■ Given entries
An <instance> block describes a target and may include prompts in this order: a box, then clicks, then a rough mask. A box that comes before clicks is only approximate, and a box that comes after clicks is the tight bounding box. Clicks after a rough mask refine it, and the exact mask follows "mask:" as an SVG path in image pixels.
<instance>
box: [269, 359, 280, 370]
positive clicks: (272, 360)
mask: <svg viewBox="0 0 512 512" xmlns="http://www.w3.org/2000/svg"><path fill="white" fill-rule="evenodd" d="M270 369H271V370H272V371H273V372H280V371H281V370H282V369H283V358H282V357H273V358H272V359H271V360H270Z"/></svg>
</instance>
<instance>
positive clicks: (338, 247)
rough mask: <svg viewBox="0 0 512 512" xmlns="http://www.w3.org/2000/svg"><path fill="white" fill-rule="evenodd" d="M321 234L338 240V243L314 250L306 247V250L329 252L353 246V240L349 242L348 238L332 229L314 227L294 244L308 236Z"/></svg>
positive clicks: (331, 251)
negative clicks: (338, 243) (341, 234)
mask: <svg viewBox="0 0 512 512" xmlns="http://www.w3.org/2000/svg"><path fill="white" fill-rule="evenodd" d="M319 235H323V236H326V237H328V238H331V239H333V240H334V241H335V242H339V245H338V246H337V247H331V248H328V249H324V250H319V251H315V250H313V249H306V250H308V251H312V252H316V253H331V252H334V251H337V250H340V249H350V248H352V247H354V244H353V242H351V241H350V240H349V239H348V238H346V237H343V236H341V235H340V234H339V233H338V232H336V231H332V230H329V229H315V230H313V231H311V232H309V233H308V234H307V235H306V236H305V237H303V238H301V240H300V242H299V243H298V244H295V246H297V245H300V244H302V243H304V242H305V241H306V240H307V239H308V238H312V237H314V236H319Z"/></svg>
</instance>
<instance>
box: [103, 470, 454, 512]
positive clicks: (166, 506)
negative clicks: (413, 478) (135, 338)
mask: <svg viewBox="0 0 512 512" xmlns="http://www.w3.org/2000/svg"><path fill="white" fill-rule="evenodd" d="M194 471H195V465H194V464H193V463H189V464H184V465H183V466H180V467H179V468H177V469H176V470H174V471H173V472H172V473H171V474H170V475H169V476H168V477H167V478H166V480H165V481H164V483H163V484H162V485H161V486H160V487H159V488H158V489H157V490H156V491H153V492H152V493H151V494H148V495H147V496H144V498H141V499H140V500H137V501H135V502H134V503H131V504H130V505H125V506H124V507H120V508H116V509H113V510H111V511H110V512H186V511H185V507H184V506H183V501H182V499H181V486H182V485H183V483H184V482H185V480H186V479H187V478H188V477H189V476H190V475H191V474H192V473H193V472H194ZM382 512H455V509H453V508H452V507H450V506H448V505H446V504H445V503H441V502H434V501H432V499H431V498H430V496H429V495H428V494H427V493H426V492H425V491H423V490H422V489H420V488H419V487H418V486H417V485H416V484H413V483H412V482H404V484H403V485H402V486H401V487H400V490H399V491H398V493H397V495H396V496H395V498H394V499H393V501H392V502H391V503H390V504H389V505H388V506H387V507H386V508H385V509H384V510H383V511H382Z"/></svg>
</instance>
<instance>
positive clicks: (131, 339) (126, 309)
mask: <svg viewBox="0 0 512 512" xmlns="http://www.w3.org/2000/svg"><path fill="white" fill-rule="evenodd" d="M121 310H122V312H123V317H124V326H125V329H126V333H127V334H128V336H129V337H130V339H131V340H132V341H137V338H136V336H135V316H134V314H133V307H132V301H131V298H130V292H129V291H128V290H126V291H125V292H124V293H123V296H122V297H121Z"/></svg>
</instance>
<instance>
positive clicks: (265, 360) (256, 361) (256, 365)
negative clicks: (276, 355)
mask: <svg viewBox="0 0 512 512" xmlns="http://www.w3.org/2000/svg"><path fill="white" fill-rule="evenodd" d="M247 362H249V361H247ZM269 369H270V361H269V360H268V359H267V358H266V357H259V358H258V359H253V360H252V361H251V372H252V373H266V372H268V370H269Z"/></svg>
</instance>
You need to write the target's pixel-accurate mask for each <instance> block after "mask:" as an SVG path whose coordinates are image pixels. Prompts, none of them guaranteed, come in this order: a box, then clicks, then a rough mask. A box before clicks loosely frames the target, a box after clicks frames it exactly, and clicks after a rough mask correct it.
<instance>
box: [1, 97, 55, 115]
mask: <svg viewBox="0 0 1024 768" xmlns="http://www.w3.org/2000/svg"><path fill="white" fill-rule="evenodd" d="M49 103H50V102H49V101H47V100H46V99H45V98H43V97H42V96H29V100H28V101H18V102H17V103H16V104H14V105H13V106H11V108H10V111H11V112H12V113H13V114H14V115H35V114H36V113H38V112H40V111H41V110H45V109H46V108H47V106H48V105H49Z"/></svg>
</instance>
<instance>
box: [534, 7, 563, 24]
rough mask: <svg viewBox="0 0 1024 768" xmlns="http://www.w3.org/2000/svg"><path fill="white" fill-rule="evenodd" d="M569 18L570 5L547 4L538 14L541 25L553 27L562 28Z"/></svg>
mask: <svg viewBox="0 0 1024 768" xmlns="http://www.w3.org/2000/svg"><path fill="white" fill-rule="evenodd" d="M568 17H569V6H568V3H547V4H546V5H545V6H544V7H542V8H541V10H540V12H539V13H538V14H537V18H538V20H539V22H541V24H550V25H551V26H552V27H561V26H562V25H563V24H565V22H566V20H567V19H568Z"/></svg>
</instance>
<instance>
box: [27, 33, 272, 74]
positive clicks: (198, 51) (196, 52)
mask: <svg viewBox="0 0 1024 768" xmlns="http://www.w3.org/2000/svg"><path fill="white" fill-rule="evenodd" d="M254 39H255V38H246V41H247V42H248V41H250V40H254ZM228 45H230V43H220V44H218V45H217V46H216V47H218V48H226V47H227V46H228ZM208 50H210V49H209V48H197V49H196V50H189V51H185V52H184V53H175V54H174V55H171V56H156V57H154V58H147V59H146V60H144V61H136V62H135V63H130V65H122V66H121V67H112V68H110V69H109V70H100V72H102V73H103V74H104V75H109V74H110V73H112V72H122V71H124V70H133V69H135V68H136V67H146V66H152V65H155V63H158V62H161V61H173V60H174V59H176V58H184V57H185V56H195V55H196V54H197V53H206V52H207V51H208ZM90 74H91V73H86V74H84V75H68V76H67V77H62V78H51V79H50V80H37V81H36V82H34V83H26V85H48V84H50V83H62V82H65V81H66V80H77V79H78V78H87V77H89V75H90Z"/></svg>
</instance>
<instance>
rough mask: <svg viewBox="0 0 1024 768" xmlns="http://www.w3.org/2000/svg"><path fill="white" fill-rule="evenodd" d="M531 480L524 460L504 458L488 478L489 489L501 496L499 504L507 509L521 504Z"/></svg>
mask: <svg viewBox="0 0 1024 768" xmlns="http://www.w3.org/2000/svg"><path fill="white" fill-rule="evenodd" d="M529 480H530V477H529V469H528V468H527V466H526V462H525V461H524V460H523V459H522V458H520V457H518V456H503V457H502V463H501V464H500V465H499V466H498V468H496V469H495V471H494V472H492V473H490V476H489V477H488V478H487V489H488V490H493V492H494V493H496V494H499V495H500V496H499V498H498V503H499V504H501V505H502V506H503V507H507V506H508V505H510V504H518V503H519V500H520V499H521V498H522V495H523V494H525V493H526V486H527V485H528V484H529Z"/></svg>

■ Task brief
Search the data above for "order" and copy every line where it turns up.

■ Your response
An <instance> block describes a target and may include prompts in this order: a box, then clicks, then a rough mask. A box that comes before clicks is only approximate, and a box that comes after clicks is the tight bounding box. Clicks after a rough mask refine it, and the exact mask follows "mask:" as an SVG path in image pixels.
You need to write the target's pixel-accurate mask for each <instance> block after "mask:" as an SVG path whose coordinates are image pixels. Prompts, none of them guaranteed, come in this order: a box, then clicks, then a rough mask. A box before clicks loosely frames the target, a box after clicks frames it exactly, and clicks after a rough mask correct it.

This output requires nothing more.